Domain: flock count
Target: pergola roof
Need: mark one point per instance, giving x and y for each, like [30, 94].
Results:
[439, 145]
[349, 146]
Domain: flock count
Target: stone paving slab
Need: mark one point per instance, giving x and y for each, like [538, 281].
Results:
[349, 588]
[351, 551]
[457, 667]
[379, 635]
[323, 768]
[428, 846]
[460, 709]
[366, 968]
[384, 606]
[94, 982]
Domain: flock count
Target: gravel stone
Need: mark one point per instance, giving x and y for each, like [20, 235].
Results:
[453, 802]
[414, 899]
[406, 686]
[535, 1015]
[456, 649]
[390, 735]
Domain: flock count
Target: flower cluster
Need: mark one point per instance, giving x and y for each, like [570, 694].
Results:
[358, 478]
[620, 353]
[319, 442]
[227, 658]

---------------

* **Your task**
Make an exact copy of the material above.

* **The result**
Domain: flock count
Target: pergola roof
Need: mark one point per instance, giving x and y for each, like [30, 94].
Results:
[439, 145]
[349, 146]
Domain: flock count
Target: stone paving slab
Need: mark one point per instance, giving x and y for each, like [538, 281].
Results:
[349, 588]
[351, 551]
[457, 667]
[379, 635]
[323, 768]
[428, 846]
[460, 709]
[366, 968]
[384, 606]
[94, 982]
Domain: flock count
Target: gravel stone
Need: mark one point per instance, giving x and y for each, like [20, 235].
Results:
[453, 802]
[414, 899]
[406, 686]
[535, 1015]
[456, 649]
[390, 735]
Domain: flock count
Target: flower cluster
Need: mark one point per instance, giving x and y for each, like [570, 694].
Results:
[358, 478]
[620, 353]
[319, 442]
[227, 658]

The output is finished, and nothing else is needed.